The task =>
Convert the entries, from their first line through the line containing "x=382, y=156", into a JSON list of strings with one string per line, omitting any blank lines and including no other lines.

Image object location entries
• • •

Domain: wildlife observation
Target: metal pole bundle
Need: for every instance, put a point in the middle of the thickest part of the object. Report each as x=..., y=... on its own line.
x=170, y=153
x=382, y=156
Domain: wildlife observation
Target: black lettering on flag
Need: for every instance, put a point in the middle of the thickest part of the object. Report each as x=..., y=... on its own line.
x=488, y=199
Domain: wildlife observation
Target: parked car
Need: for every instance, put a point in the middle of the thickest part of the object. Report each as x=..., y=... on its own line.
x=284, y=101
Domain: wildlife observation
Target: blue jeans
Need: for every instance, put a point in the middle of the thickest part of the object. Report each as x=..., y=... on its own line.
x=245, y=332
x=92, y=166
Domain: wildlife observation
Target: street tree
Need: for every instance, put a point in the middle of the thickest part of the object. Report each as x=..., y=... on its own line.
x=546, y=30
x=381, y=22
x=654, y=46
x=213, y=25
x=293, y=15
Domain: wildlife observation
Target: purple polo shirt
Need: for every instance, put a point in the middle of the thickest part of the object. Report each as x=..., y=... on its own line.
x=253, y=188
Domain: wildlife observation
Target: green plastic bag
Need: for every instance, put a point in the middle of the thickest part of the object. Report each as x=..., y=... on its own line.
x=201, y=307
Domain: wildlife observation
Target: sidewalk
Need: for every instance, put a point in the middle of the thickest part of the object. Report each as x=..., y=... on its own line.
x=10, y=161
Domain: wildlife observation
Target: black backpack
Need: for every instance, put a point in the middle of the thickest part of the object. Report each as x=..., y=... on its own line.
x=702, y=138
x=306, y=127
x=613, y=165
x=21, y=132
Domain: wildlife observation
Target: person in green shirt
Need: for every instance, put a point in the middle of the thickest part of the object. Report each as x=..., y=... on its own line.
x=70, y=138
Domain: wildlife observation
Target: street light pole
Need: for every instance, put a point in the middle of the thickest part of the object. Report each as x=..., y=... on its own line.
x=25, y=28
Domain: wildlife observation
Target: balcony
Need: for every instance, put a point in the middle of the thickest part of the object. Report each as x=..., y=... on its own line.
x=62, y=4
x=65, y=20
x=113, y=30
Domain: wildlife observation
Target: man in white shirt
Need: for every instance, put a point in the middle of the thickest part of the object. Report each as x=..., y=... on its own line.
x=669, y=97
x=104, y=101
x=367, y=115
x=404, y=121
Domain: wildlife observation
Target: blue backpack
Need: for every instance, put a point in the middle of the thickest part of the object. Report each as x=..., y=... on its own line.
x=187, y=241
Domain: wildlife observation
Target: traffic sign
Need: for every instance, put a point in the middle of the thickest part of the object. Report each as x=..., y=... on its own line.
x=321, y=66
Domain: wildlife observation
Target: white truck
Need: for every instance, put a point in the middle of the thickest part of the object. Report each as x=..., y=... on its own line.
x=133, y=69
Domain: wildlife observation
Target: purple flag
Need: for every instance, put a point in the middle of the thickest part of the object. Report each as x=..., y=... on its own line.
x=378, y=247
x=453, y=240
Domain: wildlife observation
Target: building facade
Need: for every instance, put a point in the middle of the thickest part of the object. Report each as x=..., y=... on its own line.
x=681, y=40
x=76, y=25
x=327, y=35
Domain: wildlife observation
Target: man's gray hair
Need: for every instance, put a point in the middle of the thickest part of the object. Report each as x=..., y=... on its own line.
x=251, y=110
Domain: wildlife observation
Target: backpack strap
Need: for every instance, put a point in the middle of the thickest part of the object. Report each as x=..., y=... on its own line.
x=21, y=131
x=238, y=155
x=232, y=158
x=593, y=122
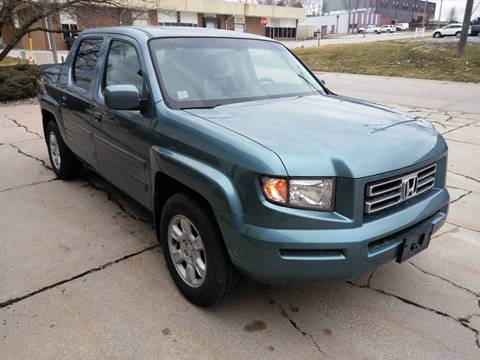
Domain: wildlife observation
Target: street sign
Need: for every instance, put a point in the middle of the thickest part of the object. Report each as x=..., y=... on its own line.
x=263, y=21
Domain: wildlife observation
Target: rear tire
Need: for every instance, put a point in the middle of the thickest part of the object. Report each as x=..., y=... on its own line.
x=192, y=243
x=63, y=161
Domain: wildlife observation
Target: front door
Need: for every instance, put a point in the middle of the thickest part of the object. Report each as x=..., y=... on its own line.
x=76, y=100
x=122, y=136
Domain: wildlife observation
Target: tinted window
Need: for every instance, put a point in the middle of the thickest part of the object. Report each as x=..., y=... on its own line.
x=206, y=72
x=86, y=61
x=123, y=66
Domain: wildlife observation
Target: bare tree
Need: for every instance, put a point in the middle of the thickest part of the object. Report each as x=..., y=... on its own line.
x=466, y=23
x=24, y=16
x=452, y=15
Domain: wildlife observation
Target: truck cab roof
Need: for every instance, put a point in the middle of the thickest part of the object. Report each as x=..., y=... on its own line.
x=170, y=31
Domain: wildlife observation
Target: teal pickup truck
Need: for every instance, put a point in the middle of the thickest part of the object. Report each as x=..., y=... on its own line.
x=250, y=165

• • •

Solution =>
[
  "Domain: wildlife observation",
  "Target: metal pole bundle",
  "Need: for every instance, put a point in the middle of the thickest part of the object. Report each as x=..., y=... on its own line.",
  "x=170, y=153",
  "x=382, y=156"
]